▶ _Task material_
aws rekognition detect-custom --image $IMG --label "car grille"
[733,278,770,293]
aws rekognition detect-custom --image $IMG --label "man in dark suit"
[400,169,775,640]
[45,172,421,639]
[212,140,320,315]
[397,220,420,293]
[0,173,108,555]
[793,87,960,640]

▶ _Work to complete_
Please reproduce the listing above, swapping every "detect-custom" for "detect-objects" and keeping all else the same.

▶ _Exercise result_
aws rekognition detect-objects --image $IMG --label "car grille"
[733,278,770,293]
aws rekognition detect-objects --image $IMG --label "man in dark suit"
[400,169,775,640]
[45,172,421,639]
[212,140,320,315]
[397,220,420,293]
[0,173,108,555]
[793,87,960,640]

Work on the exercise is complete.